> **WORK REQUEST A**
In the staff editorial below, please rewrite the passage that begins with "Editorial, Opinion" and ends with "what’s the point?", replacing "H1N1" with "swine flu".
> **WORK REQUEST B**
Continue the staff editorial on flu isolation at Boston University from its last sentence.

> **STUDY TEXT**
[Start of Attachment]
Editorial, Opinion

STAFF EDIT: Duties, common sense

With a delayed vaccine and more cases emerging every day, H1N1 containment on campus is becoming increasingly more difficult. It’s no longer a big secret that the Boston University administration is isolating students with flu-like symptoms in campus dorm rooms. What has been kept under wraps are the means the administration is using to accomplish the isolation of sick students. For example, residents of the Myles-Standish Hall Annex have confirmed the placement of a sick student in an empty room on the third floor, which shares communal bathrooms. The Centers for Disease Control indicate that one of the best ways to prevent contracting swine flu is by keeping distance from people who feel ill. And if SHS goes to such great lengths to isolate students, yet isolates them in dorms that share bathrooms, what’s the point?

This ironic decision by SHS and the BU administration is just proof that still, months into the outbreak and with many experts conjecturing that it’s going to get worse before it gets better, H1N1 management protocol on campus is still unorganized and inefficient. Still, students are being dragged into isolation and then forgotten there, told that they are not the responsibilities of RAs or SHS. Still, students are not getting the attention they need ‘- that which they are told they will get by McBride himself ‘- and healthy students are being kept in the dark. Not only was the Myles Annex case nonsensical because of the communal bathroom, but also the other residents on the floor were not told that the ill student had arrived and would be sharing sinks and showers with them.
[End of Attachment]
> **DATA RECORDS**
[Start of Attachment]
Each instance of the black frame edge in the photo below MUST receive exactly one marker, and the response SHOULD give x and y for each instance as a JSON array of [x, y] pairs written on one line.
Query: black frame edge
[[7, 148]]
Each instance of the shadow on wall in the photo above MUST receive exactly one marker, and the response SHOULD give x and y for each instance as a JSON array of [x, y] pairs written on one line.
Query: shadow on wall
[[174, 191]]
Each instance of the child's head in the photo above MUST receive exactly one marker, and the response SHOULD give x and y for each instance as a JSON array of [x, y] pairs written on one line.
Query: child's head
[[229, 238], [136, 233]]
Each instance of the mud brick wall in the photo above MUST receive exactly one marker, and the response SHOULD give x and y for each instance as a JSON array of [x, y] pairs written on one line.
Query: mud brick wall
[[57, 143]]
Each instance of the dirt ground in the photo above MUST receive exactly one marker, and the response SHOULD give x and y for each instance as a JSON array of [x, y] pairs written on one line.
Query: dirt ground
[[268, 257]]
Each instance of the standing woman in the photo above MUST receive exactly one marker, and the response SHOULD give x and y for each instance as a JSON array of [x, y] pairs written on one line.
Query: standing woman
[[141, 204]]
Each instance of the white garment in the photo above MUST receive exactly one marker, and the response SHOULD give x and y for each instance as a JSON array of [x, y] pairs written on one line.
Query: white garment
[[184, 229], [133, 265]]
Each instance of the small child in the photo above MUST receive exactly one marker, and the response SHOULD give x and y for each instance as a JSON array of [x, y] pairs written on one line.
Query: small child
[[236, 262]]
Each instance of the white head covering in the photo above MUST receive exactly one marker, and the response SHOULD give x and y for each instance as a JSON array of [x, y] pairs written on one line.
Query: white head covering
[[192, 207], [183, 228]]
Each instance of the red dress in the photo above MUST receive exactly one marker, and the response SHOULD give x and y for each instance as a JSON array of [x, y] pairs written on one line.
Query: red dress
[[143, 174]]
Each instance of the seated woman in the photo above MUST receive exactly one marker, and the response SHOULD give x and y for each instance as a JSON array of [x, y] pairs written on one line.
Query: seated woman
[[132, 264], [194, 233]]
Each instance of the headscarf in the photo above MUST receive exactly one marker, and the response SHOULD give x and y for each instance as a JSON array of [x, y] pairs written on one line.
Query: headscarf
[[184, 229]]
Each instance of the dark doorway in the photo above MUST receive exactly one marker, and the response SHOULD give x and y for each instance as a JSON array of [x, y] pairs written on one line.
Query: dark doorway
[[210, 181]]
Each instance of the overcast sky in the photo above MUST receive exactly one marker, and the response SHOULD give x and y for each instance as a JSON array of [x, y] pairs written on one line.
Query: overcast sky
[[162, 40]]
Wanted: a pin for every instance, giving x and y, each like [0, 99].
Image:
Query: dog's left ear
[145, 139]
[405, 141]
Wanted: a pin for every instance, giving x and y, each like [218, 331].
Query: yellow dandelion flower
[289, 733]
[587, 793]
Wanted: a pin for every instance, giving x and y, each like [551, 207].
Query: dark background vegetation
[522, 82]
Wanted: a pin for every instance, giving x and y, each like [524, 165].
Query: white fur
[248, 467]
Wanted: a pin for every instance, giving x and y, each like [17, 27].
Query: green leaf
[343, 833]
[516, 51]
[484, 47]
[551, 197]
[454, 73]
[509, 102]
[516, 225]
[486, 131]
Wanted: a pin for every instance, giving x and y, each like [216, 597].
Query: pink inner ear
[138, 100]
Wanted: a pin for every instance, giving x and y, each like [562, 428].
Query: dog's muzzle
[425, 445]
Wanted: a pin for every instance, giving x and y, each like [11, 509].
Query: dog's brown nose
[End of Attachment]
> **RESULT A**
Editorial, Opinion

STAFF EDIT: Duties, common sense

With a delayed vaccine and more cases emerging every day, swine flu containment on campus is becoming increasingly more difficult. It’s no longer a big secret that the Boston University administration is isolating students with flu-like symptoms in campus dorm rooms. What has been kept under wraps are the means the administration is using to accomplish the isolation of sick students. For example, residents of the Myles-Standish Hall Annex have confirmed the placement of a sick student in an empty room on the third floor, which shares communal bathrooms. The Centers for Disease Control indicate that one of the best ways to prevent contracting swine flu is by keeping distance from people who feel ill. And if SHS goes to such great lengths to isolate students, yet isolates them in dorms that share bathrooms, what’s the point?

> **RESULT B**
If sick students are purposely moved by the administration into isolation-specific dorm rooms on floors populated with permanent residents who are not ill, it’s the administration’s duty to inform the floor. Likewise, if ill students are being goaded into isolation by administration, it’s common sense that they be taken care of. It’s been rumored that administration is far more worried about H1N1 breaking out heavily on campus than they’re letting on. But by ‘playing it cool,’ the administration is simply harming its students more so than they would be if they were just honest. Swine flu is a worrisome but manageable illness, and BU students are smart and supportive of one another. The outbreak would be easy to ride out if students could depend on their administration and health officials to organize a safe and viable plan, one in which ill students are given what they need to get better quickly and without infecting others, and one in which healthy students can stay healthy, help out their ill friends safely and keep themselves up to date about the progress of the illness on campus.

It doesn’t take a Ph.D to know the basics of how to take care of the sick, and how to stay healthy ‘- BU needs to keep both common sense and their sense of responsibility to serve students in mind as they continue to sharpen and revise their flu plan.